> WORK TO COMPLETE: The string "police" may appear on lines of the entries below; report how many such lines there are, and only that.

####################

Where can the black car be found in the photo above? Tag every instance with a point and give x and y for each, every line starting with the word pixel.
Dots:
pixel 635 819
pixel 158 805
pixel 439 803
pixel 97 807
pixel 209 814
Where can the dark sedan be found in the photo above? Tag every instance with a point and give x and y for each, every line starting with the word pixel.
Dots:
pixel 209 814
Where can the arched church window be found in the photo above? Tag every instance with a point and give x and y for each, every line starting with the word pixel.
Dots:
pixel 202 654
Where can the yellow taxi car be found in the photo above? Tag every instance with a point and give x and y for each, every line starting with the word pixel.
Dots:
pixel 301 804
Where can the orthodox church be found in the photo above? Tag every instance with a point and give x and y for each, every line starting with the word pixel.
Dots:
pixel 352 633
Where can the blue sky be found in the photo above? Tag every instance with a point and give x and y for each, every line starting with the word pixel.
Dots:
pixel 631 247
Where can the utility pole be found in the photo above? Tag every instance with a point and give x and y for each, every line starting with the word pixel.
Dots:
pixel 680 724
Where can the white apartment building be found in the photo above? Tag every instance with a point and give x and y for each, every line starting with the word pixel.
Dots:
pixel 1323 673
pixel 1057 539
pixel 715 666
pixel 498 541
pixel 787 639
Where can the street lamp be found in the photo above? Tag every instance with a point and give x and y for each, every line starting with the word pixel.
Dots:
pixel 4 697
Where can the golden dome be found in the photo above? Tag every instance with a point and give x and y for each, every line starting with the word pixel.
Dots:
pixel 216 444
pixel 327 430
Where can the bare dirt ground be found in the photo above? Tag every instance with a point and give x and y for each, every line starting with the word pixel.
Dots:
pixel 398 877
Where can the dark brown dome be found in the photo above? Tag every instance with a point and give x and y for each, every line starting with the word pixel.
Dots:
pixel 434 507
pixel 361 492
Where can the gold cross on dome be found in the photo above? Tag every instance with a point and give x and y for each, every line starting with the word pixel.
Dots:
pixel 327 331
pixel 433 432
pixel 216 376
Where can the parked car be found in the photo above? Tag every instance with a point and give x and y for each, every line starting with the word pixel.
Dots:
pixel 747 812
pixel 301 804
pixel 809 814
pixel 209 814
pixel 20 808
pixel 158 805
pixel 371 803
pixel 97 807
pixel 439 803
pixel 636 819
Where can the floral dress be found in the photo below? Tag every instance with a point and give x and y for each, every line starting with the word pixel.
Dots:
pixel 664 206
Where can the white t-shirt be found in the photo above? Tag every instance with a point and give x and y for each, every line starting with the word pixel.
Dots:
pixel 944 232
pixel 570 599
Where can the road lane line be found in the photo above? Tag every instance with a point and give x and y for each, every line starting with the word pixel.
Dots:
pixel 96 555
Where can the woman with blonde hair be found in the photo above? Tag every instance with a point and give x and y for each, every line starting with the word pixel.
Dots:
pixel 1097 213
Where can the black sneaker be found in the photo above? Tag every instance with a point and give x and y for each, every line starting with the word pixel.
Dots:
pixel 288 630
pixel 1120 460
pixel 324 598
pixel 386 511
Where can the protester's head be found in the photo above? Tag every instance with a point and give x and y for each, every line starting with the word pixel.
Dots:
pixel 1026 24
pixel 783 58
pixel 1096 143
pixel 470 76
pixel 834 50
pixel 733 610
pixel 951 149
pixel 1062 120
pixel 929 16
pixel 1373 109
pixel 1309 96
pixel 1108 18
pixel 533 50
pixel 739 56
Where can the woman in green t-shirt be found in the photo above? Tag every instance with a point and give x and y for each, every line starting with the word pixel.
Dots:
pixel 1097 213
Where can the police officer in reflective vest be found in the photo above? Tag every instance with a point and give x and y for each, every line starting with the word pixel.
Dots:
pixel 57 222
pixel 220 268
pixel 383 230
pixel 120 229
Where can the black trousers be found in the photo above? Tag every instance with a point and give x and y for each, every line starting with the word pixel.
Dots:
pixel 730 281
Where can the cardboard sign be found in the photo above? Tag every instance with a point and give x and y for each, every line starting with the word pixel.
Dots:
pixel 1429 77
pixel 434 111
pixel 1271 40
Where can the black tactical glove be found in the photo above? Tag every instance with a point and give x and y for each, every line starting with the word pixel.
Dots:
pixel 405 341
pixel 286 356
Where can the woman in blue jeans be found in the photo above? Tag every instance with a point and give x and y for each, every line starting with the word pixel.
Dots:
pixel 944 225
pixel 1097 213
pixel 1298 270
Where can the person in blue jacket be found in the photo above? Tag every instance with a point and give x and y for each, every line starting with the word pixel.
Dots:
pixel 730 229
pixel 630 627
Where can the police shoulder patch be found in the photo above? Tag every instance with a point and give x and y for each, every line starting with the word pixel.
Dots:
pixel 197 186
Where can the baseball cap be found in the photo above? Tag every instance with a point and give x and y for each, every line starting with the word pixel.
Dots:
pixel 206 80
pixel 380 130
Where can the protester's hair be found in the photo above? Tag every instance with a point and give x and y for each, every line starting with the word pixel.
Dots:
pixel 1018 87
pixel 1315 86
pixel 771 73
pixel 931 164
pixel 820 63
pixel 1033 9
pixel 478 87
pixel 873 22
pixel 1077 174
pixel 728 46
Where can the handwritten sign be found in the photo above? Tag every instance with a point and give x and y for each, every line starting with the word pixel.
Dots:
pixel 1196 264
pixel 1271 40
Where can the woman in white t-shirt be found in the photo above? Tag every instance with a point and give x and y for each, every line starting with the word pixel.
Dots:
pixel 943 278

####################

> RESPONSE BELOW: 2